Given instruction:
Copy the stretch of rows from the line containing "Segment every instance of the dresser" through the line containing "202 154 L 161", reproducing every character unchanged, including both end lines.

Dataset entries:

* * * *

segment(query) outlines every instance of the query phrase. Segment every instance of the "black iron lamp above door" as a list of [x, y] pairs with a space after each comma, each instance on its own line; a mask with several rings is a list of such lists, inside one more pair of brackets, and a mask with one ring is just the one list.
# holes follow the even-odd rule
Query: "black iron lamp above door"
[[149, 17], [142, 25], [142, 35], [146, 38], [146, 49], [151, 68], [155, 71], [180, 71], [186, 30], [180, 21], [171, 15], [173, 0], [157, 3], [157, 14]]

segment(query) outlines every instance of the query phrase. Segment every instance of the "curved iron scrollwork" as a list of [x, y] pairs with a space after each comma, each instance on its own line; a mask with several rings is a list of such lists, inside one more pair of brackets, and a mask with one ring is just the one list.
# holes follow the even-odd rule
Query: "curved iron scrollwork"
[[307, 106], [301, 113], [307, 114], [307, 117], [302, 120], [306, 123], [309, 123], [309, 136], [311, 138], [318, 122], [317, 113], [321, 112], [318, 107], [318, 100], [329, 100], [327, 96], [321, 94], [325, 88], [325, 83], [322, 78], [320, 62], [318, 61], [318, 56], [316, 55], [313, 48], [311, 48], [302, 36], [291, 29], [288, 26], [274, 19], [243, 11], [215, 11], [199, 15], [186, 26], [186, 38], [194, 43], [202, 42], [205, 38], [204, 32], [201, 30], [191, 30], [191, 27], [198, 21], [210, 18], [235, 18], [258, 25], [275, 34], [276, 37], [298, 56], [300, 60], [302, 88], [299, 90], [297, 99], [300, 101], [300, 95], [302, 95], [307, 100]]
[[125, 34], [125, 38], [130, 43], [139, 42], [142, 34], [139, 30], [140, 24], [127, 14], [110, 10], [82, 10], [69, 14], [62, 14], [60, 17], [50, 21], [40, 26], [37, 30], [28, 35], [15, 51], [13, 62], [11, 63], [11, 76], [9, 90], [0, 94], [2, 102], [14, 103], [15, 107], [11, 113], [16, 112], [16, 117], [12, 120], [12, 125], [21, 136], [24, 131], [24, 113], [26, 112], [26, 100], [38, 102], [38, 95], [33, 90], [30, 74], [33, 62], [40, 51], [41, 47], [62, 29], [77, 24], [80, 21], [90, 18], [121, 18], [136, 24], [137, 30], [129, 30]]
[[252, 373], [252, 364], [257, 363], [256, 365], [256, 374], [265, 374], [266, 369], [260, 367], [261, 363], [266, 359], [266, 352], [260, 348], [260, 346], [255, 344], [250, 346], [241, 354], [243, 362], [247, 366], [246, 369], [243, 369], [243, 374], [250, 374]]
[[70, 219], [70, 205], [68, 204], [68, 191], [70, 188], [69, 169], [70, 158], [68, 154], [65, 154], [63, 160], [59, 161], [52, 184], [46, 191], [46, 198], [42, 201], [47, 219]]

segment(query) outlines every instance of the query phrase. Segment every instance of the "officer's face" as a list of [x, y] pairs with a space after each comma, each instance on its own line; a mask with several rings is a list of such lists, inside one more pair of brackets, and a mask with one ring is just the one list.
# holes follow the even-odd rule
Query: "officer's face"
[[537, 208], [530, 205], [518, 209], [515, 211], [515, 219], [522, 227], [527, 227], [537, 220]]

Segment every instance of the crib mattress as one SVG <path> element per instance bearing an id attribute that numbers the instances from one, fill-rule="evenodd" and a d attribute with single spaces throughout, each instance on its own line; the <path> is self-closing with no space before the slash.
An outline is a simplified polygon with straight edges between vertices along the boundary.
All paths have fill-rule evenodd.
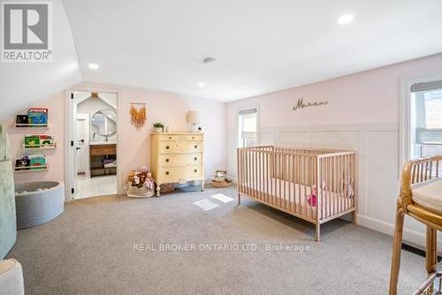
<path id="1" fill-rule="evenodd" d="M 263 181 L 258 187 L 248 188 L 250 193 L 248 193 L 246 185 L 243 186 L 242 192 L 255 199 L 286 210 L 311 219 L 316 218 L 316 206 L 311 206 L 308 201 L 308 198 L 311 194 L 309 185 L 284 181 L 280 178 L 269 178 L 268 181 Z M 322 198 L 321 209 L 319 210 L 320 219 L 332 216 L 353 208 L 353 198 L 347 197 L 344 193 L 320 189 L 318 198 Z"/>

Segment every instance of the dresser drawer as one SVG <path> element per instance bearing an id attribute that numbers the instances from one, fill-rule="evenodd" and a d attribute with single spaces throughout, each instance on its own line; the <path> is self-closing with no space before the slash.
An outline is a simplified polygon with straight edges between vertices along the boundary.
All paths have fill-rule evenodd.
<path id="1" fill-rule="evenodd" d="M 160 169 L 161 183 L 179 182 L 201 179 L 202 170 L 201 166 L 170 167 Z"/>
<path id="2" fill-rule="evenodd" d="M 174 142 L 174 141 L 161 141 L 159 143 L 160 154 L 189 154 L 202 152 L 202 142 Z"/>
<path id="3" fill-rule="evenodd" d="M 202 141 L 202 134 L 161 134 L 160 141 Z"/>
<path id="4" fill-rule="evenodd" d="M 202 154 L 161 155 L 159 166 L 180 167 L 189 165 L 201 165 Z"/>

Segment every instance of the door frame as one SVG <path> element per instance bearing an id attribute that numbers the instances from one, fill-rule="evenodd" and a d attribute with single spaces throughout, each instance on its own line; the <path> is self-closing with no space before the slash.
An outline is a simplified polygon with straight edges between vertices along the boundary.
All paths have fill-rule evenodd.
<path id="1" fill-rule="evenodd" d="M 74 92 L 98 92 L 111 93 L 117 95 L 117 193 L 122 194 L 124 184 L 121 178 L 121 155 L 123 155 L 123 145 L 121 143 L 121 91 L 116 88 L 110 88 L 101 86 L 77 86 L 65 91 L 65 201 L 70 202 L 73 200 L 75 193 L 72 189 L 75 187 L 75 178 L 72 177 L 74 169 L 75 145 L 71 146 L 73 140 L 73 125 L 75 123 L 73 93 Z M 74 192 L 75 193 L 75 192 Z"/>
<path id="2" fill-rule="evenodd" d="M 90 158 L 89 158 L 89 140 L 90 140 L 90 133 L 89 133 L 89 114 L 86 113 L 77 113 L 77 117 L 75 119 L 84 119 L 86 121 L 86 132 L 85 132 L 85 140 L 88 140 L 84 143 L 85 148 L 85 175 L 87 178 L 90 178 Z M 77 122 L 76 122 L 77 123 Z M 77 171 L 78 173 L 78 171 Z"/>

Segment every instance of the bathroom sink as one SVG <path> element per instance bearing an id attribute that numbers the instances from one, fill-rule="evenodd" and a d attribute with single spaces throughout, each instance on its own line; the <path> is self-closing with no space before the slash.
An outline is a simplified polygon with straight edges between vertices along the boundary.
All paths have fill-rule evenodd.
<path id="1" fill-rule="evenodd" d="M 115 145 L 117 144 L 117 141 L 92 141 L 89 142 L 89 145 L 94 146 L 94 145 Z"/>

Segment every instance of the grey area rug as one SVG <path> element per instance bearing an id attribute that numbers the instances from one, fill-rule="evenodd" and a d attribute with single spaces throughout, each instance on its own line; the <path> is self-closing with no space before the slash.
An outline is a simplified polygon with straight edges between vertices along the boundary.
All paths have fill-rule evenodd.
<path id="1" fill-rule="evenodd" d="M 313 225 L 245 198 L 237 206 L 210 197 L 218 193 L 236 198 L 234 188 L 208 188 L 73 201 L 19 231 L 8 257 L 22 263 L 27 294 L 387 293 L 390 237 L 336 220 L 316 243 Z M 204 198 L 219 206 L 194 204 Z M 177 243 L 195 250 L 174 251 Z M 424 277 L 423 258 L 403 252 L 400 293 Z"/>

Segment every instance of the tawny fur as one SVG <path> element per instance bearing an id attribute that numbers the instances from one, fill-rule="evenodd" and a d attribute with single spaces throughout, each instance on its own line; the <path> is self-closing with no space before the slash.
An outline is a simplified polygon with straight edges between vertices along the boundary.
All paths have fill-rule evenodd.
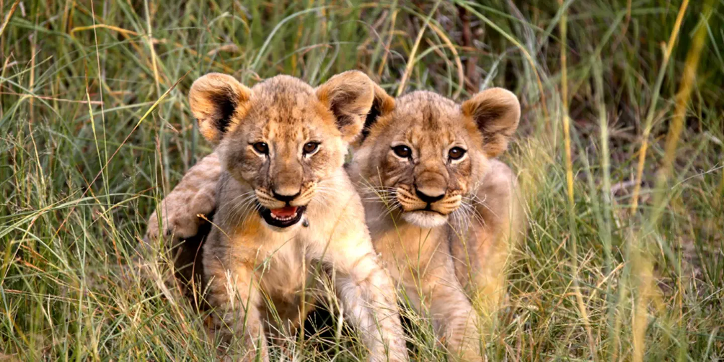
<path id="1" fill-rule="evenodd" d="M 429 92 L 395 100 L 375 88 L 348 167 L 375 249 L 451 353 L 481 360 L 482 334 L 505 295 L 505 266 L 524 229 L 515 174 L 494 159 L 517 127 L 520 106 L 500 88 L 461 105 Z M 400 144 L 411 146 L 412 160 L 394 153 Z M 467 150 L 464 157 L 448 159 L 453 146 Z M 444 194 L 431 205 L 435 212 L 416 215 L 426 206 L 416 189 Z"/>
<path id="2" fill-rule="evenodd" d="M 338 75 L 316 89 L 288 76 L 250 89 L 218 74 L 192 86 L 192 111 L 204 136 L 219 143 L 221 161 L 206 180 L 216 185 L 218 201 L 203 250 L 207 298 L 217 311 L 214 332 L 229 342 L 241 339 L 243 361 L 257 353 L 268 361 L 267 334 L 292 332 L 304 320 L 313 306 L 302 295 L 320 265 L 334 277 L 346 318 L 360 331 L 369 360 L 408 359 L 394 287 L 376 260 L 361 201 L 342 168 L 374 96 L 374 83 L 359 72 Z M 253 146 L 262 141 L 266 155 Z M 311 141 L 318 149 L 303 153 Z M 207 157 L 194 168 L 215 162 Z M 186 177 L 182 182 L 188 184 L 162 204 L 162 221 L 190 222 L 203 213 L 194 204 L 174 209 L 189 214 L 171 209 L 169 200 L 183 199 L 174 194 L 204 183 Z M 306 207 L 308 226 L 266 224 L 258 209 L 285 205 L 274 193 L 297 195 L 289 204 Z M 177 227 L 169 225 L 174 235 L 188 236 L 189 230 L 177 233 Z M 157 230 L 149 224 L 149 235 Z"/>
<path id="3" fill-rule="evenodd" d="M 515 174 L 494 159 L 518 126 L 520 105 L 500 88 L 462 104 L 426 91 L 392 100 L 379 88 L 376 99 L 387 111 L 368 122 L 348 170 L 375 249 L 450 352 L 481 361 L 522 232 Z M 395 152 L 400 145 L 408 158 Z M 466 151 L 459 159 L 450 156 L 455 147 Z M 418 193 L 439 199 L 428 204 Z"/>

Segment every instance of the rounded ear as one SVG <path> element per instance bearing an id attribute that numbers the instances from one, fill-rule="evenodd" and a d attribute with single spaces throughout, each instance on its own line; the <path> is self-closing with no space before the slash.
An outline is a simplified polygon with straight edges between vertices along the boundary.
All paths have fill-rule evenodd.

* * * *

Exercise solution:
Segment every instance of the dresser drawer as one SVG <path> element per instance bearing an id attribute that numbers the instances from one, fill-rule="evenodd" and a d attribute with single spaces throughout, each instance on its own line; the <path> is self-closing with no space before the slash.
An outline is a simplified polygon with straight edges between vertices along the boundary.
All paths have fill-rule evenodd.
<path id="1" fill-rule="evenodd" d="M 160 169 L 161 183 L 179 182 L 201 179 L 202 170 L 201 166 L 170 167 Z"/>
<path id="2" fill-rule="evenodd" d="M 174 142 L 174 141 L 161 141 L 159 143 L 160 154 L 189 154 L 202 152 L 202 142 Z"/>
<path id="3" fill-rule="evenodd" d="M 202 141 L 202 134 L 161 134 L 160 141 Z"/>
<path id="4" fill-rule="evenodd" d="M 202 154 L 161 155 L 159 166 L 180 167 L 189 165 L 201 165 Z"/>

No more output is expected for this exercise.